_Goal 1_
In the court excerpt about the "second credit agreement," which two men are said to have negotiated that agreement?
_Goal 2_
Set down the court excerpt about the "second credit agreement" word for word from "Particulars" up to and including "limit in place.".
_Goal 3_
Write the next part of the court excerpt about the "second credit agreement," picking up right after its final sentence.
## start Selected excerpt
Second issue, part (c): the "second credit agreement"
44The defendants say that in early or mid-July 2008, Messrs Allard and Canty negotiated what the defendants call the "second credit agreement". Under that agreement, according to the defendants, TQG agreed to procure the guarantees if Paperlinx would increase TQG's credit limit to $1.6 million; and Paperlinx said it would do so if the guarantees were given. I set out para 10 of the Amended List Response:
10. In or about early mid July 2008, when the indebtedness of Quality Group to Paperlinx under the second credit agreement was exceeding $0.8m, and Quality Group was unable to perform its obligations under the agreement in a timely manner:
(a) Quality Group promised to procedure its directors and group members to personally guarantee the due payment of Quality Group's obligations under the second credit agreement at the request of Paperlinx (the proposed guarantees) in consideration of promises made by Paperlinx to continue supplying paper to Quality Group under the agreement and to increase the credit limit to $1.6m;
(b) Paperlinx promised to continue supplying paper if it received the proposed guarantees; and
(c) Paperlinx also promised to increase the credit limit to $1.6m forthwith upon receipt of the proposed guarantees,
and the second credit agreement would be varied accordingly.
Particulars
Conversation between Paul Canty for the Quality Group and David Allard for Paperlinx in early to mid July 2008.
45I note, in passing, that the language ("increase the credit limit to $1.6 million") is not consistent with Mr Canty's evidence that, hitherto, there was effectively no credit limit in place.
46The evidence of the making of the agreement comes from Mr Canty. According to him, it was made and confirmed in two conversations. The first conversation, he said, was as follows (affidavit sworn 29 May 2013, para 46):
"Mr Allard said: "Paul. I understand there was never any credit limit discussed when we agreed to supply paper last year but we'll need to have a credit limit now,"
## end Selected excerpt
## start Material provided
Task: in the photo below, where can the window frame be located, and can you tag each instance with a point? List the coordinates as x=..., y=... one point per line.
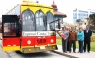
## end Material provided
_Result 1_
Messrs Allard and Canty.

_Result 2_
Particulars
Conversation between Paul Canty for the Quality Group and David Allard for Paperlinx in early to mid July 2008.
45I note, in passing, that the language ("increase the credit limit to $1.6 million") is not consistent with Mr Canty's evidence that, hitherto, there was effectively no credit limit in place.

_Result 3_
I said: "You know this will ruin the Quality Group. It did not expect this cash flow requirement and it can't meet it. You also know that $800,000 is not even one month's purchases for Quality and that we are on 60 day terms."
Mr Allard said: "I can't get head office to allow a greater limit unless we have more security. We'll need personal guarantees from you and your wife and any other companies associated with Quality."
I said: "I'm not happy with that but Quality needs the paper it's already ordered from Paperlinx so I'll just have to live with it, I suppose. But I'm only prepared to agree to giving any personal guarantees by me and my file and companies if the credit limit is increased to allow for at least two months of Quality's paper purchases which as you know are currently about $1.6 million."
Mr Allard said: "OK. I agree."
47Mr Canty said that there were similar conversations thereafter, including, in about mid-July, one as follows (same affidavit, para 48):
I said: "Darren, the guarantee doesn't nominate the increase in the credit limit to $1.6 million we discussed. There's no point in giving guarantees if the increase to the credit limit isn't part of it."
Mr Allard said: "Of course you'll get your credit limit increase. It doesn't need to be in the guarantee documents. But we want the guarantees first. Once we get the guarantees in writing we'll then process the paperwork for your credit limit increase."
48In his affidavit sworn 1 August 2013, Mr Allard denied those conversations.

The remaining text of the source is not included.